# start of PROVIDED RECORDS

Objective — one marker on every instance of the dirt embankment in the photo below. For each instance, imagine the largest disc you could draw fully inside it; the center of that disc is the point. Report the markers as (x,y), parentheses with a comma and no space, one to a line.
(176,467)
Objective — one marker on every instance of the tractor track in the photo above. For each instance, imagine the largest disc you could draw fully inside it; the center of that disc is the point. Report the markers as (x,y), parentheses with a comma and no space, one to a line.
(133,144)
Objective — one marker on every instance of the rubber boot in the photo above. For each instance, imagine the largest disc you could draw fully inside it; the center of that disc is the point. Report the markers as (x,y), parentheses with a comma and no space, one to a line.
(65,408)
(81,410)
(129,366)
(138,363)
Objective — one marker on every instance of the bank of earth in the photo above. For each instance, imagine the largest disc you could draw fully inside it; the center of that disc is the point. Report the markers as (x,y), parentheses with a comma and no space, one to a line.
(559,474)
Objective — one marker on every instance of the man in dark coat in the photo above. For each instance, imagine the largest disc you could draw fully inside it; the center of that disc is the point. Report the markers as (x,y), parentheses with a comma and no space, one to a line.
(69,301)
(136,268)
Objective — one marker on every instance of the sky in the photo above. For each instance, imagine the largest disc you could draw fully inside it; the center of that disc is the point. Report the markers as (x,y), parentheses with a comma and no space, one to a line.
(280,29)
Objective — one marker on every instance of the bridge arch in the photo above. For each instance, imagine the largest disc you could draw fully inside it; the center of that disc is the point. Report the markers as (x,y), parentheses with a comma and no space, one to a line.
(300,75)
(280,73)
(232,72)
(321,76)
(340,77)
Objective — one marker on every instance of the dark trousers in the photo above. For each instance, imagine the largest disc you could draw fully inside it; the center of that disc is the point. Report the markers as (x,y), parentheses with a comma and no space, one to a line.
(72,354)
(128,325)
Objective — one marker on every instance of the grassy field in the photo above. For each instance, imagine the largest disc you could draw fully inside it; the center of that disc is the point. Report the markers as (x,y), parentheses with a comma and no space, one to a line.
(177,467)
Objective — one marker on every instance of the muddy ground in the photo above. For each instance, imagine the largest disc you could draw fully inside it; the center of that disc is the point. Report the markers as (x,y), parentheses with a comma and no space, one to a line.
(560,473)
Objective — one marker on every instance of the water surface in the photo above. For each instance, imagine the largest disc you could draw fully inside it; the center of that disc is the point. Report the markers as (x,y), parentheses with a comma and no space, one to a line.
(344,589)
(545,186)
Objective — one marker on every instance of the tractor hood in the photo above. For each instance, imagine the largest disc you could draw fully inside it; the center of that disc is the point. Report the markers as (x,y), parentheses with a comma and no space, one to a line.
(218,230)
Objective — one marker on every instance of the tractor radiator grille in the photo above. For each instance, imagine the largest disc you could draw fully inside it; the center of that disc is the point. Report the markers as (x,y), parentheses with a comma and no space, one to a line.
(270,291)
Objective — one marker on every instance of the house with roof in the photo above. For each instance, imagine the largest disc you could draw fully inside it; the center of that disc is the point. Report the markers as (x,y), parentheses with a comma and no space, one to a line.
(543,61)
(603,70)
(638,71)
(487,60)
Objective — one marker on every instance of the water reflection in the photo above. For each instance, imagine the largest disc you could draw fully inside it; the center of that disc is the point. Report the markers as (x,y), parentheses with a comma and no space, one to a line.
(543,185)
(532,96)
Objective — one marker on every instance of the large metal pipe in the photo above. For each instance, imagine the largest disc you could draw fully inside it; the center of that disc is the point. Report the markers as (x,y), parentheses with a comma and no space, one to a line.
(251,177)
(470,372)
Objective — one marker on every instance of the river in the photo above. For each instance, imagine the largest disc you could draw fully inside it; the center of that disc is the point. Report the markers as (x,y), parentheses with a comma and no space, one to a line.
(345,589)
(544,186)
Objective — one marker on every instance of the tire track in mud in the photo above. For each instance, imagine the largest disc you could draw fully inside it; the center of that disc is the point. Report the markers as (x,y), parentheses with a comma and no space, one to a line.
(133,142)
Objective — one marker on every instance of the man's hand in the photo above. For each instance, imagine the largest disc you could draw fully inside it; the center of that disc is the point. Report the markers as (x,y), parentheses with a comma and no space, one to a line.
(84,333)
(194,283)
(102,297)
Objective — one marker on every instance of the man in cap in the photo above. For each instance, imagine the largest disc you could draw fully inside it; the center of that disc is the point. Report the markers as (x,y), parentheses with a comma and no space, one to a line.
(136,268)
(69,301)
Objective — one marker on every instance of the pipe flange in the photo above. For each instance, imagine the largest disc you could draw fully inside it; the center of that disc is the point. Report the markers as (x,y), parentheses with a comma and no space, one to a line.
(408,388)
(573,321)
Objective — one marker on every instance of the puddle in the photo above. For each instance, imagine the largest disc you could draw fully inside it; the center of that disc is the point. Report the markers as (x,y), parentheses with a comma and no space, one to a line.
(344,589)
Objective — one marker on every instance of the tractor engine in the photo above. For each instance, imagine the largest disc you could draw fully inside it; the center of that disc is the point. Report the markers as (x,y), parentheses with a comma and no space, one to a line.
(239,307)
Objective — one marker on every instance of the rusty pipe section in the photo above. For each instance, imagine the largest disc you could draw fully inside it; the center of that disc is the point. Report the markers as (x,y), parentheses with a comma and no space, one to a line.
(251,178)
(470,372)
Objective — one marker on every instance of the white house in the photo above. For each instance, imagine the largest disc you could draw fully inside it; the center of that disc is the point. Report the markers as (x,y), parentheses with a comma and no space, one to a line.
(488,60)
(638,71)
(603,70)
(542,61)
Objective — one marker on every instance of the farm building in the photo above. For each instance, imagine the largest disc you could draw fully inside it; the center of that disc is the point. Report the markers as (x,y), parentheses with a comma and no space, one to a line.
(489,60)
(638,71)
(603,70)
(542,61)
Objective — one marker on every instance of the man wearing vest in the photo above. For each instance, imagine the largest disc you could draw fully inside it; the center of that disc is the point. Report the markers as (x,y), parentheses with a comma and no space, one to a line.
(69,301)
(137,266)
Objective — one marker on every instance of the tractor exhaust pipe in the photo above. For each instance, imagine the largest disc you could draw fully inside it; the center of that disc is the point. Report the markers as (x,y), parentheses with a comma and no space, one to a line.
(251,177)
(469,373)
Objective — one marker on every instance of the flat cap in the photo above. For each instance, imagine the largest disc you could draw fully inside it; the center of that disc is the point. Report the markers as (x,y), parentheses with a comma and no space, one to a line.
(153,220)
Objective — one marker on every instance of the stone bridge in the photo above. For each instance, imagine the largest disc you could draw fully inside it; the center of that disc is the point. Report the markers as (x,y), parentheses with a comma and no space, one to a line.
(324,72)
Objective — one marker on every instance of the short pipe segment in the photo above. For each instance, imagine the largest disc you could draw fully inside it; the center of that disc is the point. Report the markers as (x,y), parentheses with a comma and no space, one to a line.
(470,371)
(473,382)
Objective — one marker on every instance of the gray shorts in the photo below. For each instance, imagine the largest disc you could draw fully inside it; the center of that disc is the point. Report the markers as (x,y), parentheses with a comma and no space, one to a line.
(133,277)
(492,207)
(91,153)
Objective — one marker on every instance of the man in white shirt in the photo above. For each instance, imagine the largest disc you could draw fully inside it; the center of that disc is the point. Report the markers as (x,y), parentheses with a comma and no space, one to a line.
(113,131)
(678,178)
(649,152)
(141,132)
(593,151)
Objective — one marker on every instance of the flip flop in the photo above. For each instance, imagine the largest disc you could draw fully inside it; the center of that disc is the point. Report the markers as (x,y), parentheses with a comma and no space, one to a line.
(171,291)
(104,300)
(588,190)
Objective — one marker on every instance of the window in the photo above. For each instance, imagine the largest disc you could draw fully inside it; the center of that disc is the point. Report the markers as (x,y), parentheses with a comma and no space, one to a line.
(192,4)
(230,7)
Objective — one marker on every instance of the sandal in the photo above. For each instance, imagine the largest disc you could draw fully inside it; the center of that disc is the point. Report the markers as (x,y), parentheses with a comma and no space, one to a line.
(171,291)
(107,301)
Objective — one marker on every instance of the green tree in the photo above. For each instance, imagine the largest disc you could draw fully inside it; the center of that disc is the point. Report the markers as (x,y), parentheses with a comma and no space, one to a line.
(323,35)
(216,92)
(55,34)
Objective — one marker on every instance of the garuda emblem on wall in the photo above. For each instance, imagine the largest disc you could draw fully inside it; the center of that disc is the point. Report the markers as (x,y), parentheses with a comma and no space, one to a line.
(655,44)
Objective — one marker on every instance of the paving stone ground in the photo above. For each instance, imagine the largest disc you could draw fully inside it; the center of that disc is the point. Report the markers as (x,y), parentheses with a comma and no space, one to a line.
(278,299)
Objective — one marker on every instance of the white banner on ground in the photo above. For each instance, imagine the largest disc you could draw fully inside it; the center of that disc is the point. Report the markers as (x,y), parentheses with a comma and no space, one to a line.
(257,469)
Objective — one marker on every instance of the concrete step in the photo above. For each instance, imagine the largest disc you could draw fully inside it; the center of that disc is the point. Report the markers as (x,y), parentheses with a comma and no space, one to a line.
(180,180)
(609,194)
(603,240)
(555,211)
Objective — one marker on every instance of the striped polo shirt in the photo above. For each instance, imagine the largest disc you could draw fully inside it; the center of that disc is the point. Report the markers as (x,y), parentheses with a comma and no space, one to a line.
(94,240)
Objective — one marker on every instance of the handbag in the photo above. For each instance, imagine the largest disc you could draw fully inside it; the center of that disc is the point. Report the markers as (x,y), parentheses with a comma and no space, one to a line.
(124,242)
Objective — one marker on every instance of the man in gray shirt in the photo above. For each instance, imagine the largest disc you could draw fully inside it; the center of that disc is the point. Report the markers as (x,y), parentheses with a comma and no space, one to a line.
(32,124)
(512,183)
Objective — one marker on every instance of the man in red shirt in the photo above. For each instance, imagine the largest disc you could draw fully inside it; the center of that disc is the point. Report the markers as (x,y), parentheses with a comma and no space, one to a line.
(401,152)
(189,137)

# end of PROVIDED RECORDS

EXERCISE OBJECTIVE
Look above for the line containing "man in gray"; copy from it through the last line, exactly, and nothing more.

WRITTEN ANSWER
Objective — one marker on every instance of the man in gray shirt in the photo above. For each instance, imagine the largest disc you could draw fully inside it; the center of that disc is the point. Report the markers as (x,y), parentheses with a comma and no space, one to a line.
(32,124)
(512,183)
Objective — one marker on every instance of the man in red shirt in the photo above. For each instance, imagine the largest disc you could draw fully inside it; the center of that disc is the point. Report the markers as (x,y), parentheses with a comma and no space, one to a line.
(401,152)
(189,137)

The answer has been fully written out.